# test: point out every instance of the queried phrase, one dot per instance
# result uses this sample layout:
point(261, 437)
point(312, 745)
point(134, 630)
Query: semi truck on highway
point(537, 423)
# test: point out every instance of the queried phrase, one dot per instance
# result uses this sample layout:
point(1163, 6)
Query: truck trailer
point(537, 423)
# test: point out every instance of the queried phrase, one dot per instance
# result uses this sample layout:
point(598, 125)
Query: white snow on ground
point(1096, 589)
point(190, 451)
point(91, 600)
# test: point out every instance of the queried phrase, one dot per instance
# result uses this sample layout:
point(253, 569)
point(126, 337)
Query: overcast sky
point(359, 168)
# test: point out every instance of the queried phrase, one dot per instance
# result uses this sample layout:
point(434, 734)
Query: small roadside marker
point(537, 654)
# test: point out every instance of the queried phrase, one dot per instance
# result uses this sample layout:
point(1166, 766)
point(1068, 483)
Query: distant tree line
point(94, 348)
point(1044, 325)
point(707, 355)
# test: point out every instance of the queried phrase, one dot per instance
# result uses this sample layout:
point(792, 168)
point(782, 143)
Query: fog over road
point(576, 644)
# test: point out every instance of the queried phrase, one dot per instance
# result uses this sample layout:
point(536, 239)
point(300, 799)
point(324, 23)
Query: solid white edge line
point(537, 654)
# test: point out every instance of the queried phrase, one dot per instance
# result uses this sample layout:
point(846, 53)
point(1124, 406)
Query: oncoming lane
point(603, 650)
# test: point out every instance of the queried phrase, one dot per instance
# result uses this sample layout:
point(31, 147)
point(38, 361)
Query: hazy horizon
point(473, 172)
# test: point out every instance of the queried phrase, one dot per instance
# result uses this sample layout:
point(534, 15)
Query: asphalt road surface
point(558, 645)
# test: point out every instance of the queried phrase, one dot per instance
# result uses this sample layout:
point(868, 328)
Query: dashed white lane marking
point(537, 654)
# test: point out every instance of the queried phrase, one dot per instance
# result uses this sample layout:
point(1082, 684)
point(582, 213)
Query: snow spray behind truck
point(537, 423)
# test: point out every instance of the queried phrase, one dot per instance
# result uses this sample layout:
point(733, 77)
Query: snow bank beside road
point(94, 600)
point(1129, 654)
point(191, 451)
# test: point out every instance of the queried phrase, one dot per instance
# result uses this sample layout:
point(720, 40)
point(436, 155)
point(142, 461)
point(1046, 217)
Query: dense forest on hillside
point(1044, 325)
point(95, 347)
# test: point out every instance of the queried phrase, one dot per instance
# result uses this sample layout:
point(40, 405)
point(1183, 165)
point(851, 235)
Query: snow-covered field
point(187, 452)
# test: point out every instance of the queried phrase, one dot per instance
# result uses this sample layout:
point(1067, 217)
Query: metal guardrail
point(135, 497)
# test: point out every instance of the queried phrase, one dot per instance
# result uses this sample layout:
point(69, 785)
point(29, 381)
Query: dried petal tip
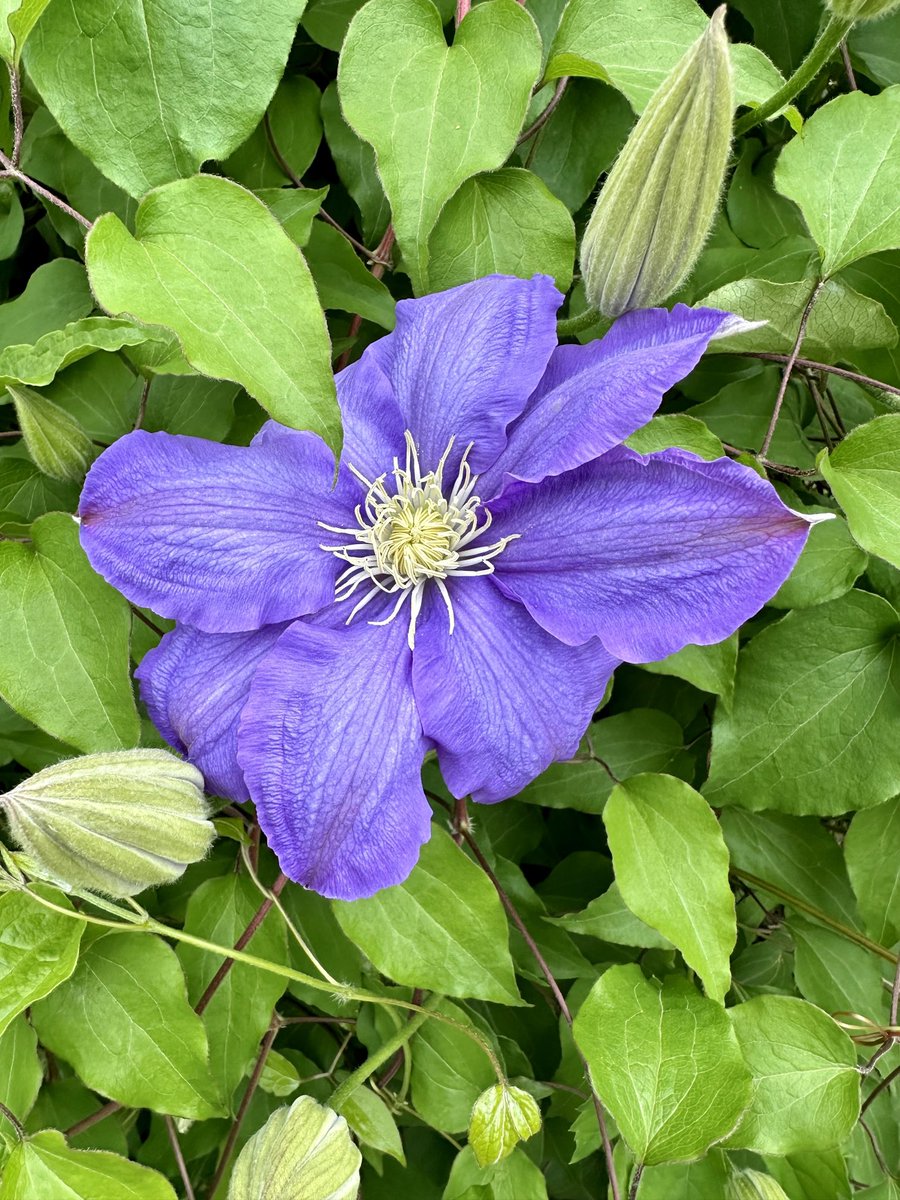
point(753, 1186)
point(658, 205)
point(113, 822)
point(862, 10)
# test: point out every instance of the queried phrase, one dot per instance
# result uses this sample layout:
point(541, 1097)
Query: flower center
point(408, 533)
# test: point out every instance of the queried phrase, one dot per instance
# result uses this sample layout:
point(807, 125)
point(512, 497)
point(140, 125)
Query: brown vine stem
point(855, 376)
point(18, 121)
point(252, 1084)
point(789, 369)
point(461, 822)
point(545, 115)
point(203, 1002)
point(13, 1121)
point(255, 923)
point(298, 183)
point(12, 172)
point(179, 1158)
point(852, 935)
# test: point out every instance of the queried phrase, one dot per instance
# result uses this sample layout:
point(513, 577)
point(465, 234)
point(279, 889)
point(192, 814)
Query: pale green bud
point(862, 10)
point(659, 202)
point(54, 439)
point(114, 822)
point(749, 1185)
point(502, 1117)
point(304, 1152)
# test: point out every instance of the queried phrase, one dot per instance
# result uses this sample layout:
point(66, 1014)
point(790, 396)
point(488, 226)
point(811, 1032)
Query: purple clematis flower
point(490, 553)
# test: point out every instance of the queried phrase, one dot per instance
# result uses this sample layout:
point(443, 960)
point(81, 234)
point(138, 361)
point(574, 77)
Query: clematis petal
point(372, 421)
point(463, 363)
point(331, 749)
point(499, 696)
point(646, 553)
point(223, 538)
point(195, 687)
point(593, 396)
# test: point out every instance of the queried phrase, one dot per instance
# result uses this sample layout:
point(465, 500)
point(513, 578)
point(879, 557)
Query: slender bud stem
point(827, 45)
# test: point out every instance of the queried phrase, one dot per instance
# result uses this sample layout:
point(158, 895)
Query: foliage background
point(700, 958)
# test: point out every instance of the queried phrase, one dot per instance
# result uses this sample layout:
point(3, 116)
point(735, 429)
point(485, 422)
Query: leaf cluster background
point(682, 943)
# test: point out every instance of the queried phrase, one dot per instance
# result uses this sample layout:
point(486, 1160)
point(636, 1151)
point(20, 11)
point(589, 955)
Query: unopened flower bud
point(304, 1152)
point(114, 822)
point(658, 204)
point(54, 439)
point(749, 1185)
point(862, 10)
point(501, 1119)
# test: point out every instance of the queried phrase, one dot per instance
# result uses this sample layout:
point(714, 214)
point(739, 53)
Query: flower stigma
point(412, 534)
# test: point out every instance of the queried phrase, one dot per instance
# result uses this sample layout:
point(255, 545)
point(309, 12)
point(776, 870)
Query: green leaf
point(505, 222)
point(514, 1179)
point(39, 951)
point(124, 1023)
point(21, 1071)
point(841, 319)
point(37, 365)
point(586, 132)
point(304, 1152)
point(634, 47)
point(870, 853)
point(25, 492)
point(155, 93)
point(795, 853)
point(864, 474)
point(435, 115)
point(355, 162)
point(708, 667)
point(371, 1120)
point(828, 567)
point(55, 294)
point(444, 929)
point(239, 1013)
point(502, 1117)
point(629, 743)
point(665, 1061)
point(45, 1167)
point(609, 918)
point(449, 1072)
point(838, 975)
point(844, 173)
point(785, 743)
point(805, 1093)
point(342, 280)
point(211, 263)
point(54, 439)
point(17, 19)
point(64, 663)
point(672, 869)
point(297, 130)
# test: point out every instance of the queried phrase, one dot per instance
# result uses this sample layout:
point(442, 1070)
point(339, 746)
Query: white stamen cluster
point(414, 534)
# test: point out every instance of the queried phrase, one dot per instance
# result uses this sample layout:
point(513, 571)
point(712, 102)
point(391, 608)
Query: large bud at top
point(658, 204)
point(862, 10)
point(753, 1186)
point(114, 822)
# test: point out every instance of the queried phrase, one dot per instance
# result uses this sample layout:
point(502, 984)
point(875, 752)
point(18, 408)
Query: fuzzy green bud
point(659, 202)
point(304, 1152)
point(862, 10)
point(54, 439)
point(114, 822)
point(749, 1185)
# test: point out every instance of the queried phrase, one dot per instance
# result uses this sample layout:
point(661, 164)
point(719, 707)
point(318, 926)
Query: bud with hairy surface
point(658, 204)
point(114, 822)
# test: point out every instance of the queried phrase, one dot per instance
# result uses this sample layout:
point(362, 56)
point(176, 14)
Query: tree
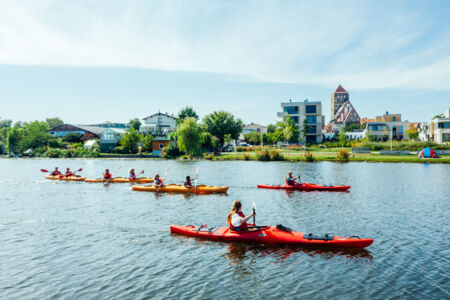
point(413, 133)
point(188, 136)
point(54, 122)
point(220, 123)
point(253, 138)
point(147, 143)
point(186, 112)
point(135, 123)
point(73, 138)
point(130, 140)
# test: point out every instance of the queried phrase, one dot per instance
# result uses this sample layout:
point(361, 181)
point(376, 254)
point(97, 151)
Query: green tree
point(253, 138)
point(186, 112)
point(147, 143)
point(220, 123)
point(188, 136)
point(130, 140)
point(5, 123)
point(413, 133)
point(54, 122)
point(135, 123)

⁂

◆ Exercise requirements ◆
Find the line with "point(339, 746)" in the material above. Reproduce it and each line after it up to and including the line with "point(18, 408)".

◆ Written answer ◆
point(339, 746)
Query: white stamen cluster
point(414, 534)
# test: point out every instance of the queried phrase, one dot per instance
# result uses this sample layout:
point(513, 571)
point(712, 102)
point(391, 608)
Query: large bud at top
point(658, 204)
point(862, 10)
point(753, 1186)
point(114, 822)
# test: point out every instance of the queried phrase, one dot per instance
# result uses this sample layout:
point(502, 984)
point(875, 752)
point(18, 408)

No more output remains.